* DOCUMENT SEGMENT

▼

A lot of key ratios will be used in this article and it would be good for investors to get a handle on some of the more important key ratios listed below.

Current Ratio is obtained by dividing the current assets by current liabilities. This ratio allows you to see if the company can pay its current debts without potentially jeopardizing future earnings. Ideally the company should have a ratio of 1 or higher.

Price to free cash flow is obtained by dividing the share price by free cash flow per share. Higher ratios are associated with more expensive companies and vice versa. Lower ratios are generally more attractive. If a company generated $400 million in cash flow and then spent $100 million on capital expenditure, then its free cash flow is $300 million. If the share price is $100 and the free cash flow per share is $5, then the company trades at 20 times-free cash flow. This ratio is also useful because it can be used as a comparison to the average within the industry. This gives you an idea of how the company you are interested in holds up to the other companies within the industry.

Cash ratio is the ratio of the company's total cash and cash equivalents to its current liabilities; this ratio is used as a measure of a company's liquidity. It allows investors to determine how fast the company would be able to pay its short term debts if push came to shove. Higher numbers are better because it makes it easier for a company to ask for new loans, increase in credit lines, etc.

Interest coverage is usually calculated by dividing the earnings before interest and taxes for a period of one year by the interest expenses for the same time period. This ratio informs you of a company's ability to make its interest payments on its outstanding debt. Lower interest coverage ratios indicate that there is a larger debt burden on the company and vice versa. For example if a company has an interest ratio of 11.8, this means that it covers interest expenses 11.8 times with operating profits.

Price to tangible book is obtained by dividing share price by tangible book value per share. The ratio gives investors some idea of whether they are paying too much for what would be left over if the company were to declare bankruptcy immediately. In general stocks that trade at higher price to tangible book value could leave investors facing a great percentage per share loss than those that trade at lower ratios. The price to tangible book value is theoretically the lowest possible price the stock would trade to.

Retention ratio is the amount of net income that is not paid out as dividends. In other words, it is the money the company retains that can be used to grow the business, etc. It is calculated by subtracting 1 from the dividend ratio.

▲

* DATA SECTION
▼

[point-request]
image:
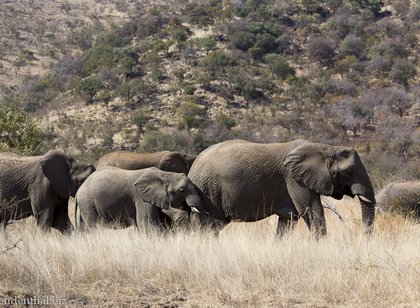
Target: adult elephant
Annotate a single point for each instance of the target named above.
(394, 190)
(40, 186)
(134, 197)
(246, 181)
(165, 160)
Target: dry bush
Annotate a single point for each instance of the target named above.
(244, 266)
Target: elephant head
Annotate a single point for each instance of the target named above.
(333, 171)
(176, 162)
(168, 189)
(65, 173)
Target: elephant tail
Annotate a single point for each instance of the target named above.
(75, 213)
(78, 222)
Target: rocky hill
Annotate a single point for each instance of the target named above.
(119, 74)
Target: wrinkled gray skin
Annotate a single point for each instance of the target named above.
(40, 186)
(395, 190)
(243, 181)
(134, 197)
(165, 160)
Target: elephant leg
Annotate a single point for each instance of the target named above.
(45, 218)
(17, 210)
(285, 225)
(61, 220)
(148, 216)
(309, 206)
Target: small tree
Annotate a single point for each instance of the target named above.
(321, 50)
(88, 87)
(279, 66)
(352, 45)
(18, 132)
(402, 71)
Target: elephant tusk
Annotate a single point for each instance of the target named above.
(364, 199)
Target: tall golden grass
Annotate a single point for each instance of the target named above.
(244, 266)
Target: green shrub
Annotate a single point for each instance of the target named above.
(407, 205)
(242, 39)
(140, 119)
(227, 121)
(88, 87)
(402, 71)
(18, 132)
(98, 56)
(217, 61)
(205, 44)
(188, 88)
(192, 115)
(154, 141)
(352, 46)
(279, 66)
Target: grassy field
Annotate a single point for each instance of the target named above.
(244, 266)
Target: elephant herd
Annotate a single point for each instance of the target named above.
(233, 180)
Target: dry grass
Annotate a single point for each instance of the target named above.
(243, 266)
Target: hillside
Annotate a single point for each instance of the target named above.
(103, 75)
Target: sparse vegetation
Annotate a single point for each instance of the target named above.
(243, 266)
(179, 75)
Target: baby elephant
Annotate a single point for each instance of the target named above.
(134, 197)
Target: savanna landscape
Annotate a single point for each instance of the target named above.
(89, 77)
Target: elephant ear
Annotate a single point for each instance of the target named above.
(55, 167)
(153, 189)
(309, 164)
(173, 162)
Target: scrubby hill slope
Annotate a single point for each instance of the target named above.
(105, 75)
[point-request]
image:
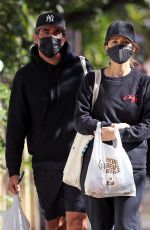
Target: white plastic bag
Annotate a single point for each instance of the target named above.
(14, 218)
(110, 171)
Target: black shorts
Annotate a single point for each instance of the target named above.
(56, 197)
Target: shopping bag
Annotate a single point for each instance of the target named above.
(109, 171)
(72, 170)
(14, 218)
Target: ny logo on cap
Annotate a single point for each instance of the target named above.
(50, 18)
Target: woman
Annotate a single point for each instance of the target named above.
(124, 101)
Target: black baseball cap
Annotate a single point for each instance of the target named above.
(50, 18)
(122, 28)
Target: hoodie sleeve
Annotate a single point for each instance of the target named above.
(17, 126)
(88, 66)
(84, 123)
(140, 131)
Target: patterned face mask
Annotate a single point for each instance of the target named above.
(50, 46)
(120, 53)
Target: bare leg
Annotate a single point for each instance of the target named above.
(76, 221)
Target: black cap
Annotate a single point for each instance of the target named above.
(122, 28)
(50, 18)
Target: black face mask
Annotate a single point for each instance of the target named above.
(120, 53)
(50, 46)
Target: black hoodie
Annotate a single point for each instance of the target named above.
(120, 100)
(41, 108)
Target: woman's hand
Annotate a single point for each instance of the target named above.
(108, 133)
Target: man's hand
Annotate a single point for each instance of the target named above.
(13, 184)
(107, 133)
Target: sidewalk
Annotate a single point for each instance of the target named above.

▲

* TASK DETAILS
In the text on key financial ratios, what value should a company's current ratio ideally have?

* WRITTEN ANSWER
1 or higher.